## EXTRACT PROVIDED
────────────────

COVID-19: No plans to close schools yet, says Education Minister Ong Ye Kung; focus is on raising hygiene standards
SINGAPORE: Schools will remain open for now, said Minister for Education Ong Ye Kung on Friday (Feb 14), responding to calls from parents for schools to close in light of the COVID-19 outbreak.
"The parents who suggest that, I think, they are just trying to protect their children. And I think we share that; the safety and the well-being of the children is top of our minds,” said Mr Ong, speaking to reporters at First Toa Payoh Primary School (FTPPS).
"But it is also because of that you start to realise, this is a very difficult decision with a lot of pros and cons."
Mr Ong noted that many parents "feel a sense of safety" by keeping their children at home.
"But there are significant cons," he added.
For example, infections can and do happen at home, said Mr Ong. If schools are closed, older students could mingle with each other, and infections could still happen.
However, in school, students are repeatedly reminded to wash their hands, avoid touching their face and avoid coming to school if they are sick.
"So, today in school ... it's a much more regimented and cleaner environment. That's why we say we are trying our best to call on all of the 33,000 educators to make schools one of the safest places against this virus," he added.
Mr Ong also noted that closing schools would be a “big disruption” to many parents and students.
“At the beginning, we may feel safe, but as schools continue to be closed, after a while, normalcy would be disrupted," he said.
"Parents will be scrambling, 'how do I look after my child in the day when I’m at work?' And the alternative childcare arrangements may not be safer than schools."

────────────────

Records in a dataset
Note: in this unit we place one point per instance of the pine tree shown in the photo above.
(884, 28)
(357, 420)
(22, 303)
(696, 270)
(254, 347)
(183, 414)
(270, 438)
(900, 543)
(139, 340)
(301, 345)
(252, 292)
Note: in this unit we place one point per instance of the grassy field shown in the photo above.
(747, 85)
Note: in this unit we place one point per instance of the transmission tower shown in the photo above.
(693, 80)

────────────────

Please update the passage of the article on school closures between "For example, infections" and "they are sick.", inclusive, giving it again with "infections" changed to "transmissions".

For example, transmissions can and do happen at home, said Mr Ong. If schools are closed, older students could mingle with each other, and transmissions could still happen.
However, in school, students are repeatedly reminded to wash their hands, avoid touching their face and avoid coming to school if they are sick.